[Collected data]
BEGIN
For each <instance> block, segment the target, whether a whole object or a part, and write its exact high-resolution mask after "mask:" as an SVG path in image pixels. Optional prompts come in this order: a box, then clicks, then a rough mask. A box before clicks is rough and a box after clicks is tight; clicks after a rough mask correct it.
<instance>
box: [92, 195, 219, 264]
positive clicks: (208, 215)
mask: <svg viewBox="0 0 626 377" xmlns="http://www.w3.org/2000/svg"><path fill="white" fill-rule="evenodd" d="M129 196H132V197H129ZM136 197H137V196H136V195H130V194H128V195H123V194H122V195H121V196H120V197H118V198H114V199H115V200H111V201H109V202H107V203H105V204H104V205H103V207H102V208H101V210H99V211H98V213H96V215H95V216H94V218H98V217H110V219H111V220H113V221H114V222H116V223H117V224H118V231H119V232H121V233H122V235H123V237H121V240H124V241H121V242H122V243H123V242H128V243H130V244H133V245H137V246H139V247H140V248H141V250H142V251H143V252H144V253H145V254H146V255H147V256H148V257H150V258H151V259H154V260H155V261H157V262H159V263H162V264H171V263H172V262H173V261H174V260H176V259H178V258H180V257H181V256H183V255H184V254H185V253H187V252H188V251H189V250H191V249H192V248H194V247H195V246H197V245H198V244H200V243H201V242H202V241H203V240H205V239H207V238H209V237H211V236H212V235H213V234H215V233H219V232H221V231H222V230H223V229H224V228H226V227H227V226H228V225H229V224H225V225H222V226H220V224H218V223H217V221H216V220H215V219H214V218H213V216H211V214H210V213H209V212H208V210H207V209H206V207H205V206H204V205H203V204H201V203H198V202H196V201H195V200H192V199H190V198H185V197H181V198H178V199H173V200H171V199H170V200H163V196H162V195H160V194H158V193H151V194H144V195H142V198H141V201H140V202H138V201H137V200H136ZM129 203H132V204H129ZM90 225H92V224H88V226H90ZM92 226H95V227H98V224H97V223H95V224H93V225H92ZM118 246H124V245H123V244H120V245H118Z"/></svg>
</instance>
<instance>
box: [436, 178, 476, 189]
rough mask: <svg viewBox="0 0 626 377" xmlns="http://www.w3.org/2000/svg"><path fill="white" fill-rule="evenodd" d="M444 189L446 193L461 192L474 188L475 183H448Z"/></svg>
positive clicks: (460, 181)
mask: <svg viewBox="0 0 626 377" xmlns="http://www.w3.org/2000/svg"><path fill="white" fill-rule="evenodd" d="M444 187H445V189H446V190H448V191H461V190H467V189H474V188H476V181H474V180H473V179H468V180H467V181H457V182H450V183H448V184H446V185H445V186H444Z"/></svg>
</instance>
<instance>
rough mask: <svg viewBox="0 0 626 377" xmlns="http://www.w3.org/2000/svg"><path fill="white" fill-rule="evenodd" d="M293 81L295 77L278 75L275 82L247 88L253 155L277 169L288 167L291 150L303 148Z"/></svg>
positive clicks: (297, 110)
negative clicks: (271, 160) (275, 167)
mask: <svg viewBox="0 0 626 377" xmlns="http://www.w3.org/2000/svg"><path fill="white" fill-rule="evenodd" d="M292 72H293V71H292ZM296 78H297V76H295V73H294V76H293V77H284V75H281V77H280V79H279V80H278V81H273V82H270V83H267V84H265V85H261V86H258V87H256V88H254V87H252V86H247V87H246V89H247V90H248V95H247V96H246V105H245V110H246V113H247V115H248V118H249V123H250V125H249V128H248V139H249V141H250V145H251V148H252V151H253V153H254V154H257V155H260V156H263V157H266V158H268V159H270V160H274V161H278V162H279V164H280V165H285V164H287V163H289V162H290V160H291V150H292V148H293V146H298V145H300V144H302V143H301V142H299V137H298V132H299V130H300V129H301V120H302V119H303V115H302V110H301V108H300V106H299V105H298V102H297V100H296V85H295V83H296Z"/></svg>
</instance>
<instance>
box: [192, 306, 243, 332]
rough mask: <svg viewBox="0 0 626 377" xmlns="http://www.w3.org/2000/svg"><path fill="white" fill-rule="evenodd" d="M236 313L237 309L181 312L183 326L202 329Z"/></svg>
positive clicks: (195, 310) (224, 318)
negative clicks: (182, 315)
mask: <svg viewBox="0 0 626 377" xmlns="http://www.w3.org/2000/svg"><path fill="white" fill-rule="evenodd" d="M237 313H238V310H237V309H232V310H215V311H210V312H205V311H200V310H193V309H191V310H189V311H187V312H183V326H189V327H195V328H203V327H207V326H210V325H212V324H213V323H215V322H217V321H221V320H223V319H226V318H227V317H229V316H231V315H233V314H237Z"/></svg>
END
» **AIM OF THE EXERCISE**: Reproduce every record in full, keeping each one exactly as it reads.

» **REPLY TO THE EXERCISE**:
For each <instance> block, segment the target, whether a whole object or a part, and write its exact high-resolution mask after "mask:" as an SVG path in image pixels. Optional prompts come in this order: a box, then clicks, then a rough mask. A box before clicks is rough and a box after clicks is tight; clicks after a rough mask correct it.
<instance>
box: [92, 195, 219, 264]
positive clicks: (208, 215)
mask: <svg viewBox="0 0 626 377" xmlns="http://www.w3.org/2000/svg"><path fill="white" fill-rule="evenodd" d="M129 196H132V197H129ZM136 197H137V196H136V195H130V194H128V195H123V194H122V195H121V196H120V197H118V198H114V199H115V200H111V201H109V202H107V203H105V204H104V205H103V207H102V208H101V210H99V211H98V213H96V215H95V216H94V218H98V217H110V219H111V220H113V221H114V222H116V223H117V224H118V231H119V232H121V233H122V235H123V237H121V240H124V241H121V242H122V243H123V242H128V243H130V244H133V245H137V246H139V247H140V248H141V250H142V251H143V252H144V253H145V254H146V255H147V256H148V257H150V258H151V259H154V260H155V261H157V262H159V263H162V264H171V263H172V262H173V261H174V260H176V259H178V258H180V257H181V256H183V255H184V254H185V253H187V252H188V251H189V250H191V249H192V248H194V247H195V246H197V245H198V244H200V243H201V242H202V241H203V240H205V239H207V238H209V237H211V236H212V235H213V234H215V233H219V232H221V231H222V230H223V229H224V228H226V227H227V226H228V225H229V224H225V225H222V226H220V224H218V223H217V221H216V220H215V219H214V218H213V216H211V214H210V213H209V212H208V210H207V209H206V207H205V206H204V205H203V204H201V203H198V202H196V201H195V200H192V199H190V198H185V197H181V198H178V199H173V200H171V199H170V200H163V196H162V195H160V194H158V193H151V194H144V195H142V198H141V201H140V202H138V201H137V200H136ZM129 203H132V204H129ZM90 225H92V224H88V226H90ZM92 226H95V227H98V224H97V223H95V224H93V225H92ZM118 246H124V245H123V244H120V245H118Z"/></svg>
</instance>
<instance>
box: [436, 178, 476, 189]
rough mask: <svg viewBox="0 0 626 377" xmlns="http://www.w3.org/2000/svg"><path fill="white" fill-rule="evenodd" d="M444 189L446 193L461 192L474 188L475 183H448Z"/></svg>
positive clicks: (460, 181)
mask: <svg viewBox="0 0 626 377" xmlns="http://www.w3.org/2000/svg"><path fill="white" fill-rule="evenodd" d="M444 187H445V189H446V190H448V191H461V190H467V189H474V188H476V181H474V180H473V179H468V180H467V181H457V182H450V183H448V184H446V185H445V186H444Z"/></svg>
</instance>
<instance>
rough mask: <svg viewBox="0 0 626 377" xmlns="http://www.w3.org/2000/svg"><path fill="white" fill-rule="evenodd" d="M293 81L295 77L278 75L275 82L247 88L253 155L277 169L288 167L291 150L303 148Z"/></svg>
positive clicks: (297, 110)
negative clicks: (271, 160) (275, 167)
mask: <svg viewBox="0 0 626 377" xmlns="http://www.w3.org/2000/svg"><path fill="white" fill-rule="evenodd" d="M292 72H293V71H292ZM296 78H297V76H295V73H294V76H293V77H284V75H281V77H280V79H279V80H278V81H273V82H270V83H267V84H265V85H261V86H258V87H256V88H254V87H252V86H247V87H246V89H247V90H248V95H247V96H246V105H245V110H246V113H247V115H248V118H249V123H250V125H249V128H248V139H249V141H250V145H251V148H252V151H253V153H254V154H257V155H260V156H263V157H266V158H268V159H270V160H274V161H278V162H279V164H280V165H285V164H287V163H289V162H290V160H291V150H292V148H293V146H298V145H300V144H302V143H301V142H299V137H298V132H299V130H300V129H301V120H302V119H303V115H302V110H301V108H300V106H299V105H298V102H297V100H296V85H295V83H296Z"/></svg>
</instance>
<instance>
box: [192, 306, 243, 332]
rough mask: <svg viewBox="0 0 626 377" xmlns="http://www.w3.org/2000/svg"><path fill="white" fill-rule="evenodd" d="M236 313L237 309L181 312L183 326L202 329Z"/></svg>
positive clicks: (195, 310) (224, 318)
negative clicks: (182, 315)
mask: <svg viewBox="0 0 626 377" xmlns="http://www.w3.org/2000/svg"><path fill="white" fill-rule="evenodd" d="M237 313H238V310H237V309H232V310H215V311H210V312H205V311H200V310H193V309H191V310H189V311H187V312H183V326H189V327H195V328H203V327H207V326H210V325H212V324H213V323H215V322H217V321H221V320H223V319H226V318H227V317H229V316H231V315H233V314H237Z"/></svg>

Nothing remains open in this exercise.